§ TEXT EXCERPT
☆ ☆ ☆ ☆
Still on the subject of the First World War: My husband’s grandfather bought this slim volume of Siegfried Sassoon poems in 1919 and it’s one of the many books which we inherited from him. I found myself leafing through it when I was on one of my frequent hunts for a particular book. How many months of my life have been used up in searches for books?
Anyway, for some reason the poem below caught my attention.
Arms and the Man
Young Croesus went to pay his call
On Colonel Sawbones, Caxton Hall:
And, though his wound was healed and mended,
He hoped he’d get his leave extended.
The waiting-room was dark and bare.
He eyed a neat-framed notice there
Above the fireplace hung to show
Disabled heroes where to go
For arms and legs; with scale of price,
And words of dignified advice
How officers could get them free.
Elbow or shoulder, hip or knee,
Two arms, two legs, though all were lost,
They’d be restored him free of cost.
Then a Girl Guide looked to say,
‘Will Captain Croesus come this way?’
It seems to be saying that officers could get free artificial limbs, which implies that the other ranks had to pay for them. If this is so, I’m outraged. I know, it’s 90 years too late to do anything about it, but how could they justify such inequality, particularly when most of the ordinary soldiers would have been really poor and people like munitions workers were being paid far more than the men at the Front. All that suffering and then they were treated like muck.
☆ ☆ ☆ ☆
§ EXERCISE AIM
Duplicate the stretch of the blog post on the Sassoon poem from "He eyed a neat-framed" through "get them free.". The records play no part in this work.

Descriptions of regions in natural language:
☆ ☆ ☆ ☆
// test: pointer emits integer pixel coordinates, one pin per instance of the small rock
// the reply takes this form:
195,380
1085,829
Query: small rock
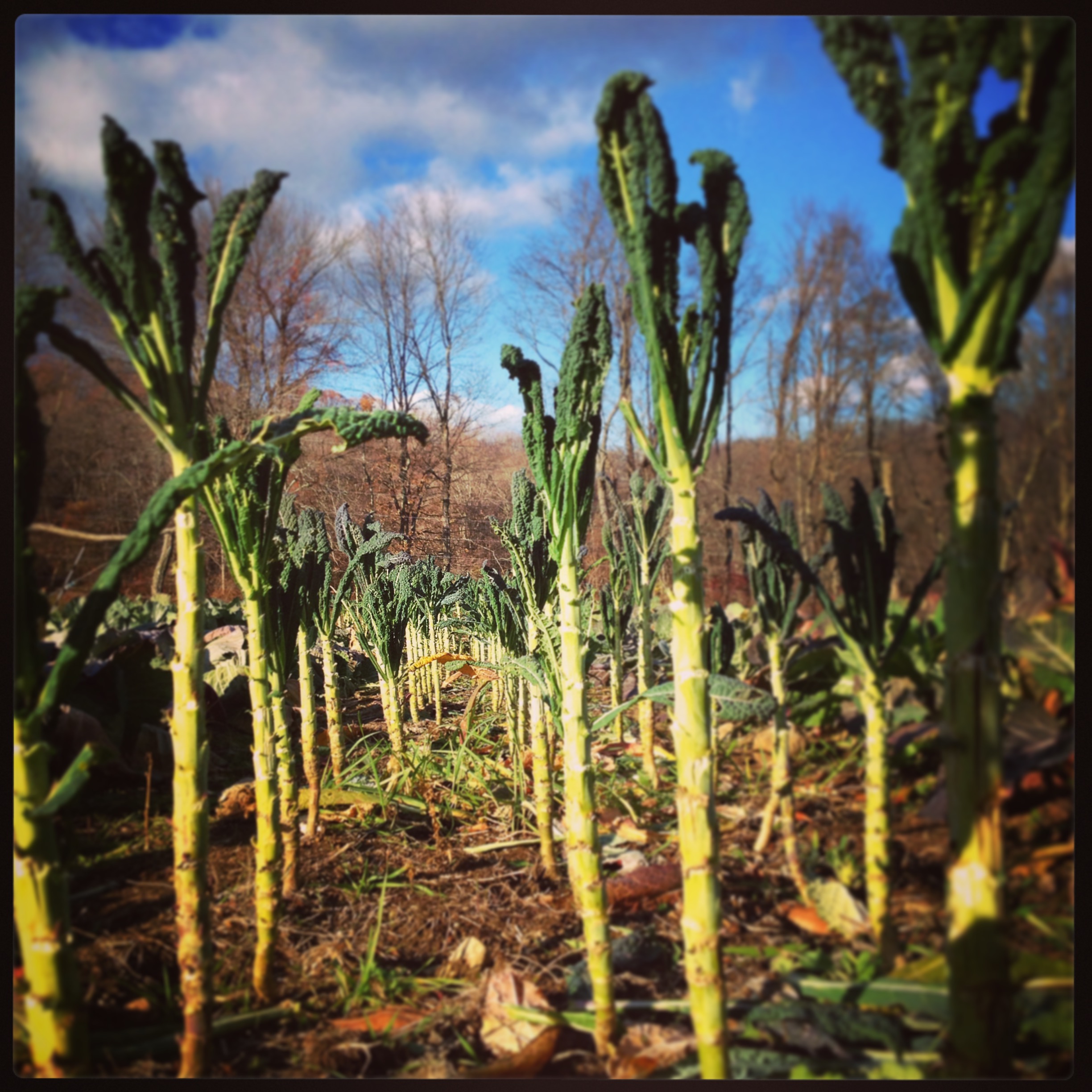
764,740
☆ ☆ ☆ ☆
§ WRITTEN REPLY
He eyed a neat-framed notice there
Above the fireplace hung to show
Disabled heroes where to go
For arms and legs; with scale of price,
And words of dignified advice
How officers could get them free.